- Activity
In the entries below, repeat only the lines between those holding "point: blurred background" and "TARGET: glass dessert bowl", inclusive. Leave pictures out.

- Material for the task
****************************************

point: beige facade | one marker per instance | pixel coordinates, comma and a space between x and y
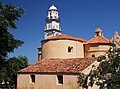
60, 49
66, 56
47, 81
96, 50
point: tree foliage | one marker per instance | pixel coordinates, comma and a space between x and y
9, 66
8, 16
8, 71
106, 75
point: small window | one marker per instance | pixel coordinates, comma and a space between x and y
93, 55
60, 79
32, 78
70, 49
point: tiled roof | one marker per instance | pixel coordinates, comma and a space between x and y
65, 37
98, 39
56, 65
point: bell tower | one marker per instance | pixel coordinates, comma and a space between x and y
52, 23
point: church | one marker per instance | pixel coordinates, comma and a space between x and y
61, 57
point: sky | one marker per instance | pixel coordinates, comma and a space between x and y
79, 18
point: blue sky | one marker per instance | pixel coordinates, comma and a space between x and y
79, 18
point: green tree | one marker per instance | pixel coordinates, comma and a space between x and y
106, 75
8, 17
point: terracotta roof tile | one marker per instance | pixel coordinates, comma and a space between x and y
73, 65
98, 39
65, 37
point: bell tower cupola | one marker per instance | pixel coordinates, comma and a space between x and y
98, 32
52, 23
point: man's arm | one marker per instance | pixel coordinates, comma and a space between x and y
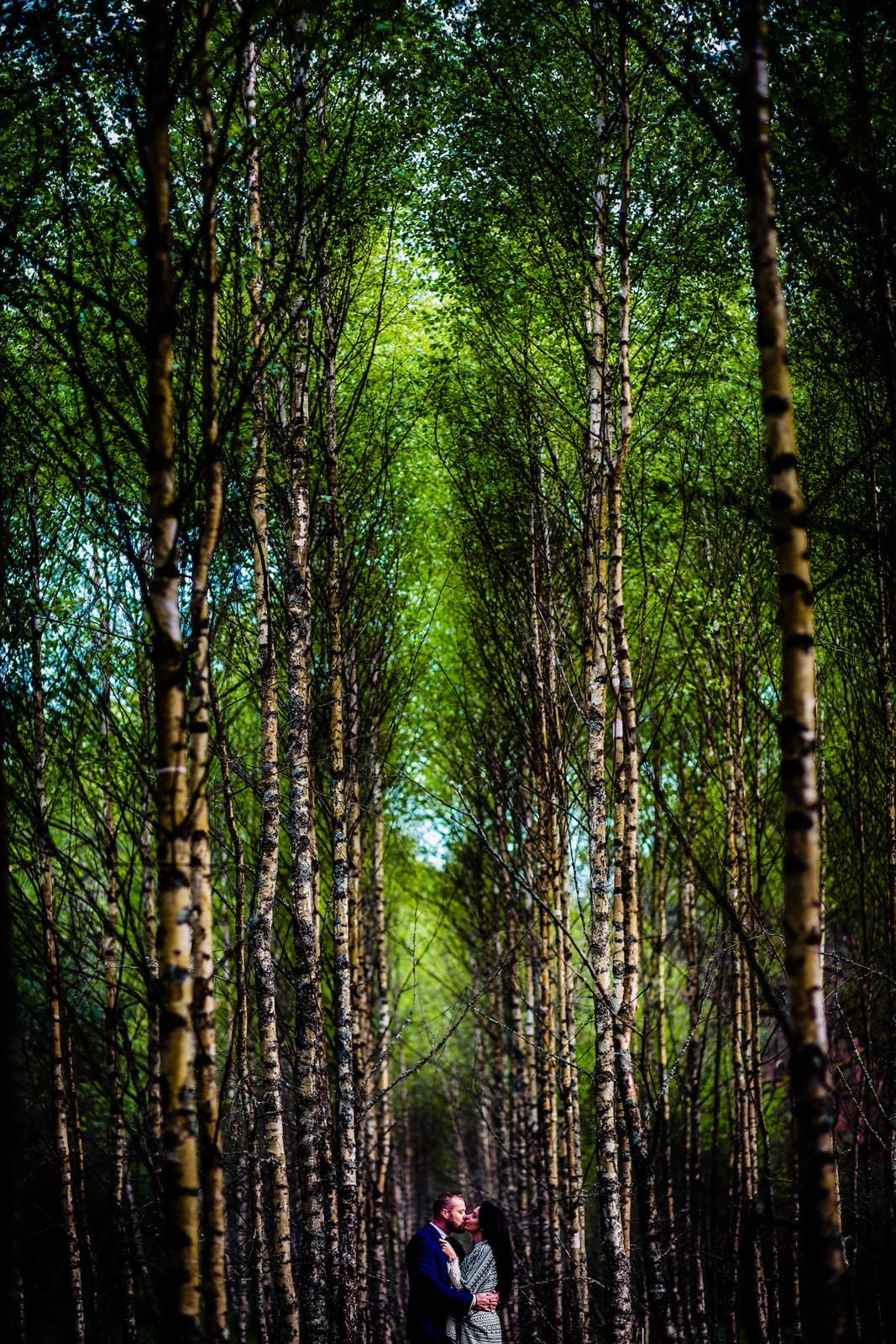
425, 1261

****************************************

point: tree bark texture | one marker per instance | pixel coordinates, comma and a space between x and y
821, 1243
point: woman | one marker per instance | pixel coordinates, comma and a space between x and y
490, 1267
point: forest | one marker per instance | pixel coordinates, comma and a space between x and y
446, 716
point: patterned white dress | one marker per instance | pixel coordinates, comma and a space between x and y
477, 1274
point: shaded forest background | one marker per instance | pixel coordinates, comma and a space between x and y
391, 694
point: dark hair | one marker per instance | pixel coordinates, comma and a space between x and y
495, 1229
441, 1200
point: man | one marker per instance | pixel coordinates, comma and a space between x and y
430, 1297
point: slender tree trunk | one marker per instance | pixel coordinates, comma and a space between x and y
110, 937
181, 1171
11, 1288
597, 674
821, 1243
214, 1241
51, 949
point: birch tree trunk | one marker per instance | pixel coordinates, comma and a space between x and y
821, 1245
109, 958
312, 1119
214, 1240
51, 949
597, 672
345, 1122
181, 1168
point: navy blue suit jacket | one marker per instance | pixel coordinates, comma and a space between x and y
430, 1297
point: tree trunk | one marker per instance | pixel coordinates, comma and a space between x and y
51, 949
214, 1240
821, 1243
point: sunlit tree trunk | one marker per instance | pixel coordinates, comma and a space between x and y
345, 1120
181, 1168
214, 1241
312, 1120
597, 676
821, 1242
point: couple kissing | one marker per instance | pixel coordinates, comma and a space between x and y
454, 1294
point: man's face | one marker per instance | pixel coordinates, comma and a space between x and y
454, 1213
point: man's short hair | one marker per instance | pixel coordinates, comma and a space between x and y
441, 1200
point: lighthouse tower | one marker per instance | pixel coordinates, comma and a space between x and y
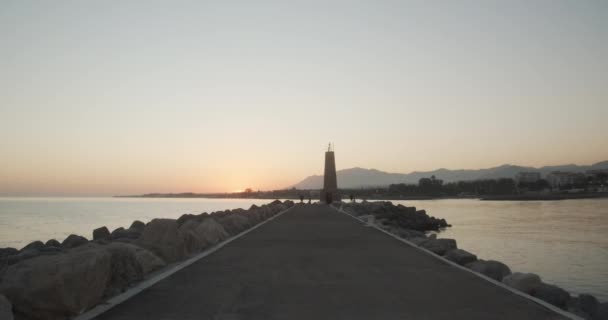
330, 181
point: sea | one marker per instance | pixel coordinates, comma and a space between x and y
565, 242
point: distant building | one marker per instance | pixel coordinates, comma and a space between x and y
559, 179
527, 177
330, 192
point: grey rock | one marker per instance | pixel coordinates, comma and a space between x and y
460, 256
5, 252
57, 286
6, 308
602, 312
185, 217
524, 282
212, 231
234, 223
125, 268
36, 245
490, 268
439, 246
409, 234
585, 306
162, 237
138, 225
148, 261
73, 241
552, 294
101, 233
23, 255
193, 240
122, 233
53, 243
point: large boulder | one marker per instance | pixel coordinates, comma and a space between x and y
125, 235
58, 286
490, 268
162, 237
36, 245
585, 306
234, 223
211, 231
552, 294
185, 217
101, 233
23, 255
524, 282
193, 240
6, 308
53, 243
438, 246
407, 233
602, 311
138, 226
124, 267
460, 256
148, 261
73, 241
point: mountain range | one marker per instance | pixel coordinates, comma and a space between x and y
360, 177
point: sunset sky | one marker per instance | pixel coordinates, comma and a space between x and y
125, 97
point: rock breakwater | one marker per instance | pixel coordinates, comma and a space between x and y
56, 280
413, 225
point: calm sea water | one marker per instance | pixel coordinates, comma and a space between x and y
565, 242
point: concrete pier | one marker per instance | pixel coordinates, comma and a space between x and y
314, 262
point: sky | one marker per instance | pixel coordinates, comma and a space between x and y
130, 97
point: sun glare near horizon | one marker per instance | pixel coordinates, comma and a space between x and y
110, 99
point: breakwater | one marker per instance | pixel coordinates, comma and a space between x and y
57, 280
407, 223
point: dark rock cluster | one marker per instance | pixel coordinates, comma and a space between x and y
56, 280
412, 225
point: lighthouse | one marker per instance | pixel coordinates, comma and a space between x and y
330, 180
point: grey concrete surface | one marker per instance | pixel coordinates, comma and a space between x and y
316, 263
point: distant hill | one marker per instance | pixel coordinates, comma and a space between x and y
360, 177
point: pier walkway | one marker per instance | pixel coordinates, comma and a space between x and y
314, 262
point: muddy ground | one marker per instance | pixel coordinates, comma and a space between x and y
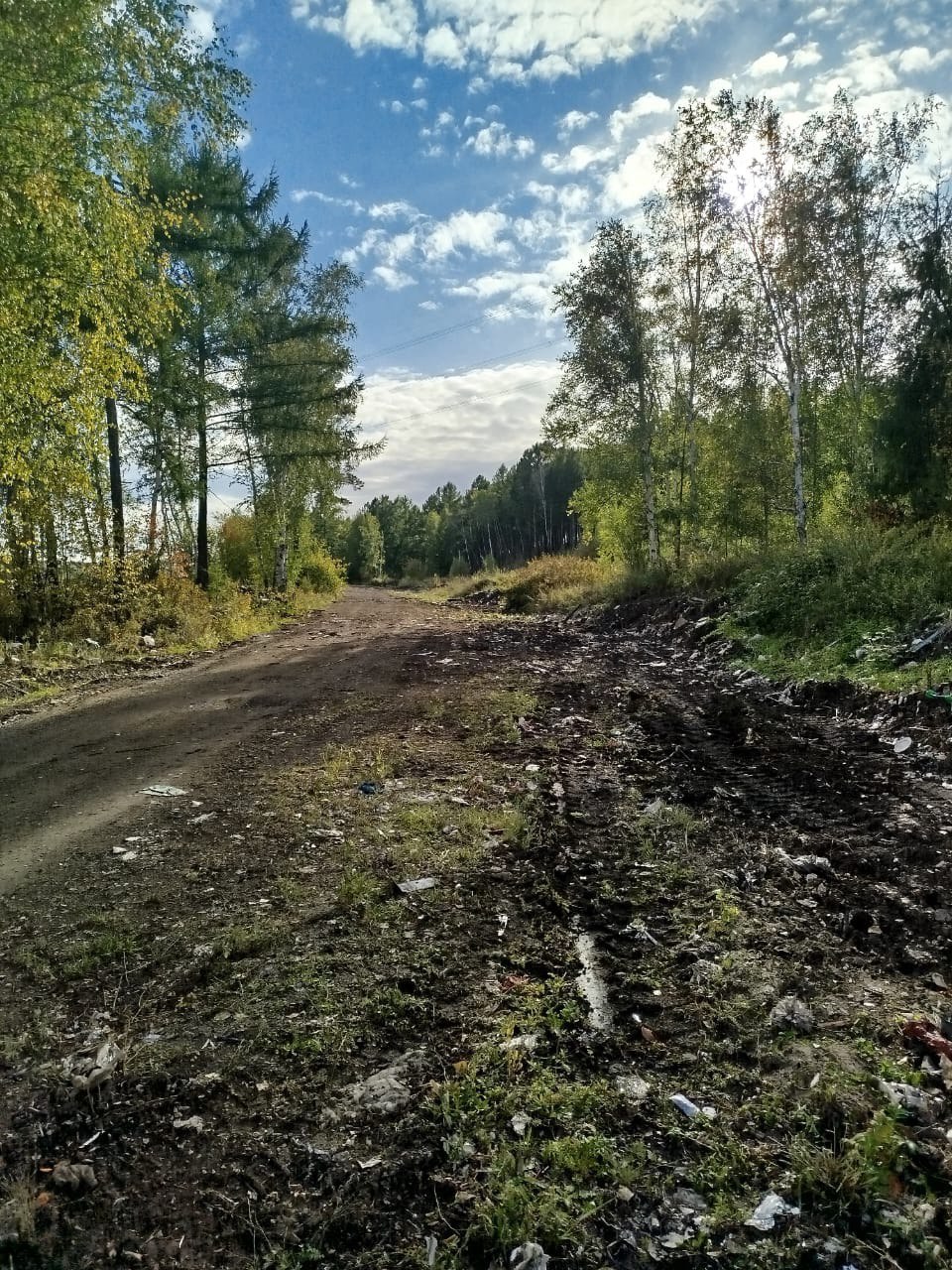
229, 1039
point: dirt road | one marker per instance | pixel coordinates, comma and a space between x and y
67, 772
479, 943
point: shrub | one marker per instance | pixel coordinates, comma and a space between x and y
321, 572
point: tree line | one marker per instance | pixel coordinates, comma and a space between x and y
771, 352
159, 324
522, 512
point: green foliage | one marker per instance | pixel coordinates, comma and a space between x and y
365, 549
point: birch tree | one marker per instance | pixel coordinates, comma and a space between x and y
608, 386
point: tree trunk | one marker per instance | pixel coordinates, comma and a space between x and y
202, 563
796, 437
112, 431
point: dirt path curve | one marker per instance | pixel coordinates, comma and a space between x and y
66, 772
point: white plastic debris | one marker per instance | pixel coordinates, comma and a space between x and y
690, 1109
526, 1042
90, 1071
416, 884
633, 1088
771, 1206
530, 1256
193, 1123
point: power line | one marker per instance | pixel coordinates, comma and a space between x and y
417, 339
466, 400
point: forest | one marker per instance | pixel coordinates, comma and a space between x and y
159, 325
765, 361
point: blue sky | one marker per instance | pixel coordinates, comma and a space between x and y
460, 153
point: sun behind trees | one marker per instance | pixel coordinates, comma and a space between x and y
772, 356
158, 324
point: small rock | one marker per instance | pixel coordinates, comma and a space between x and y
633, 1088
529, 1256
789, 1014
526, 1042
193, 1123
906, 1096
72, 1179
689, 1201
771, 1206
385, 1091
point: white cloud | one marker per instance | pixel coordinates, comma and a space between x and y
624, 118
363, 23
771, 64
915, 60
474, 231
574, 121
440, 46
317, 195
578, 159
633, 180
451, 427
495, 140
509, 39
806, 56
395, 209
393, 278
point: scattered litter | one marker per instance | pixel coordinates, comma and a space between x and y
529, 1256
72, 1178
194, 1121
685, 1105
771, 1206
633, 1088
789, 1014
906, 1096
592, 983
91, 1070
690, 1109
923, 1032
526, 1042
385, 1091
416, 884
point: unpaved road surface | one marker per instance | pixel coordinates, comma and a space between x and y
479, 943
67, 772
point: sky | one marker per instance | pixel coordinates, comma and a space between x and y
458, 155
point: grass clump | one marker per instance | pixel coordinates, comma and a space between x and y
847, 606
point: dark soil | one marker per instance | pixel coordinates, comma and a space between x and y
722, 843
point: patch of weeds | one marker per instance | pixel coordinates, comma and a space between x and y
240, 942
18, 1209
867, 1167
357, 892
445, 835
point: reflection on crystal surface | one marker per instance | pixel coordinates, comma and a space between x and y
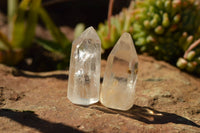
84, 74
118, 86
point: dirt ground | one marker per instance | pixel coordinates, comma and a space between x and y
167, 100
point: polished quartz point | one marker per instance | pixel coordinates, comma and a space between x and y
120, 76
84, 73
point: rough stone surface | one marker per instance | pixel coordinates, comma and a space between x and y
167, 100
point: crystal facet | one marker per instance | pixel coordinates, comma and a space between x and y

****************************************

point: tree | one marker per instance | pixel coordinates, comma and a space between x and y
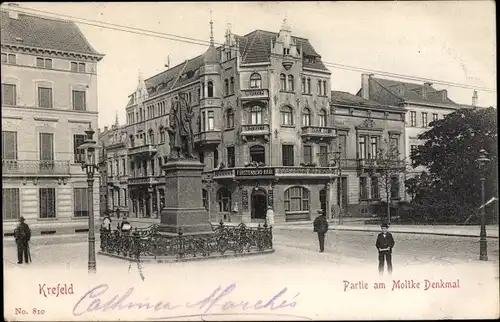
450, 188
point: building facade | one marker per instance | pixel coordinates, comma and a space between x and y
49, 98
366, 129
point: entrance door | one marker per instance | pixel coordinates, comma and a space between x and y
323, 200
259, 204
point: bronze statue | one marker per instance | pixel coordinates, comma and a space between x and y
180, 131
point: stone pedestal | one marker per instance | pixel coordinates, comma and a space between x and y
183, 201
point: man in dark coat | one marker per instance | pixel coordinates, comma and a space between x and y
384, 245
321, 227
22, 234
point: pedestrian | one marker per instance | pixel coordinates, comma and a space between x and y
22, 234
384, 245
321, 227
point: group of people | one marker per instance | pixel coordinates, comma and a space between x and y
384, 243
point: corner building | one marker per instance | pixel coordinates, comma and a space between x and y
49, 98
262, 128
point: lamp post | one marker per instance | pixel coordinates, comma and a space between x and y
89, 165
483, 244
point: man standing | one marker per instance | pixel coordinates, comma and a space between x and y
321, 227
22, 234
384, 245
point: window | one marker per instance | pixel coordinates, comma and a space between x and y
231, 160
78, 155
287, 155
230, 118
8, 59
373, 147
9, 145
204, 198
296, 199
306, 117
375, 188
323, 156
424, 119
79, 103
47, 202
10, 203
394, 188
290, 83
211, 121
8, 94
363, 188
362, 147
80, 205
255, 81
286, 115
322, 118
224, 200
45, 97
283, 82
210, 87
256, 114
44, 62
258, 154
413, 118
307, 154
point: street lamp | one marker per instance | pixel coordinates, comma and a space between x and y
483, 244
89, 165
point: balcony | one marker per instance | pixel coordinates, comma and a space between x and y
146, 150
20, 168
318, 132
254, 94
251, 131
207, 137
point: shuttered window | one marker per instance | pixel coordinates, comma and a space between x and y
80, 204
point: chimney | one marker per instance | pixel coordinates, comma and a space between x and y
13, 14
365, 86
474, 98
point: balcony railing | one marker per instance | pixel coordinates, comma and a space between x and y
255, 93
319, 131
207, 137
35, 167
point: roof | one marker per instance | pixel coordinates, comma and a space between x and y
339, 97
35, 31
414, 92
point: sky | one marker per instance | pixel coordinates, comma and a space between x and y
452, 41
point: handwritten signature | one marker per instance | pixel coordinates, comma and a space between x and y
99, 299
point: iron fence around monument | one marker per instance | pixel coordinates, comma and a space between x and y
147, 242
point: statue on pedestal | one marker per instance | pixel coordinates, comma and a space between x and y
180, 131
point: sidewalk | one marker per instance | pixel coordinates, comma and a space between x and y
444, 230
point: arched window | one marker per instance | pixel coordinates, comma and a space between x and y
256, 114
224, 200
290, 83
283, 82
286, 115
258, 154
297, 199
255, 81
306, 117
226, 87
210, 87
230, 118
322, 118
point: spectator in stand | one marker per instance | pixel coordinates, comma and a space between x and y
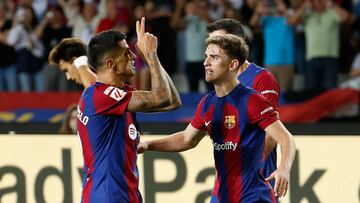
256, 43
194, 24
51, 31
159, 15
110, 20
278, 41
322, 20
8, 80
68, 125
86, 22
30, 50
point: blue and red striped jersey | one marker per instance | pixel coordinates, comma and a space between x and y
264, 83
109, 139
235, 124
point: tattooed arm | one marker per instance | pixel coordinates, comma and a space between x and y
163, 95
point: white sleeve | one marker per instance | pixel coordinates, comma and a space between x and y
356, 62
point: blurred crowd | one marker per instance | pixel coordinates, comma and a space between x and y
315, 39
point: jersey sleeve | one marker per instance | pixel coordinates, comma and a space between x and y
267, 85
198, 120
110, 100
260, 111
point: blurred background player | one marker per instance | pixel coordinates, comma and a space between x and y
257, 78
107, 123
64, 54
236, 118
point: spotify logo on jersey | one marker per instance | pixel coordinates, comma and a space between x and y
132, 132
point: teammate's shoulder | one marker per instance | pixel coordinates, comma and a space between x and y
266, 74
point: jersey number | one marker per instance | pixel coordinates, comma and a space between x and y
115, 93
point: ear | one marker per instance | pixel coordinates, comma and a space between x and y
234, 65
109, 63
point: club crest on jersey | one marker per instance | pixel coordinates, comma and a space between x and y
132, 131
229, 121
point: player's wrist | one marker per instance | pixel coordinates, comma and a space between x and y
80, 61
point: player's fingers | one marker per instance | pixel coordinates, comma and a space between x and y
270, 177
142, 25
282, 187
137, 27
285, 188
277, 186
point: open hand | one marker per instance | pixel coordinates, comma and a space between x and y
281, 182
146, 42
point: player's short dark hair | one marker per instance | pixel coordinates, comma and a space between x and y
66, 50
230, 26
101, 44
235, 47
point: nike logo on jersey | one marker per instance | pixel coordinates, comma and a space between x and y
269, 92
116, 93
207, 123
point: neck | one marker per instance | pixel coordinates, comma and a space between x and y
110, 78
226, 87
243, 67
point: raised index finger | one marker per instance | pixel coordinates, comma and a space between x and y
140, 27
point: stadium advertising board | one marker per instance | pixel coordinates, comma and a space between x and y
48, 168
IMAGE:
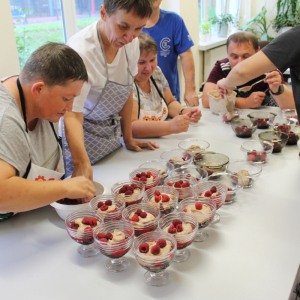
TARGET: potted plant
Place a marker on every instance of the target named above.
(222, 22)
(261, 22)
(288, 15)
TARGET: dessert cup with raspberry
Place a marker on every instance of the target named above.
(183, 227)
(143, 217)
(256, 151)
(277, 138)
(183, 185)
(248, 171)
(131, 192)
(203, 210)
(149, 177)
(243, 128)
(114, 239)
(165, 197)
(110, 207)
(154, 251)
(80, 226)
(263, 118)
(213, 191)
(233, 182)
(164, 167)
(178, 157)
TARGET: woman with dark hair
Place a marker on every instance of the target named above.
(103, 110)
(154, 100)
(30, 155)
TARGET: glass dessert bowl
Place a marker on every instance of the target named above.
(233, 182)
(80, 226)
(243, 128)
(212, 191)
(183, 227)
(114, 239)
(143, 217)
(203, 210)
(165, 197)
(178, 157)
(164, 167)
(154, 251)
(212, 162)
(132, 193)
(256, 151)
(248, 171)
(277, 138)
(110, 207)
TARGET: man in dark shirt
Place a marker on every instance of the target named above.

****************************************

- Reply to the task
point: blurred background player | one marker per instance | pixel coordinates, comma and a space between x and y
257, 78
107, 123
64, 54
236, 118
point: spotify logo on jersey | one marker per instance | pixel coordinates, comma and a space between x and y
132, 132
point: teammate's shoulder | one marker per instance | pixel coordinates, comma and a space between x and y
266, 74
point: jersey number | one marker per instance | pixel coordinates, comma and a space between x and y
115, 93
point: ear | one marker per instance | pixel coordinates, comma and a space between x and y
234, 65
109, 63
point: club crest on jersey | one marker per instance | pixel coordinates, comma and a space between x and y
132, 131
229, 121
point: player's wrist | one marker per instance | pixel coordinates, comma and a space between x and y
80, 61
point: player's fingers | one marker per instance | pixel coordinates, comma and a space between x and y
270, 177
142, 25
282, 187
137, 27
285, 188
277, 186
point: open hand | one marker per instance | pixel coordinates, comma and a space between x and y
281, 182
146, 42
point: player's short dark hair | one marker per instance | pixel coordinates, comma and a space between x and y
66, 50
230, 26
101, 44
235, 47
point: nike logo on jersey | one marker per instance | pixel coordinates, comma and a space between x and y
269, 92
116, 93
207, 123
point: neck | one marker per instance | pixel coordinates, comma and a space between x and y
110, 78
226, 87
243, 67
point: raised index finger | one marker per instance | pixel coordinates, comma and a space between x and y
140, 27
point: stadium advertising board | one marker per instance | pixel coordinates, comma and a space between x and y
48, 168
IMAGE:
TARGET: potted plant
Place a marker on every instance of the target named above.
(222, 22)
(261, 22)
(288, 15)
TARGET: dessert cup with raspberry
Place a marker on every instance of the target named above.
(183, 227)
(143, 217)
(256, 151)
(277, 138)
(183, 185)
(248, 171)
(131, 192)
(203, 210)
(149, 177)
(243, 128)
(114, 239)
(165, 197)
(110, 207)
(154, 251)
(80, 226)
(263, 118)
(213, 191)
(233, 182)
(164, 167)
(178, 157)
TARGET: woman with dark hair
Place a marker on every instance of the target named above.
(103, 110)
(154, 100)
(30, 155)
TARGET: glass dessert bowl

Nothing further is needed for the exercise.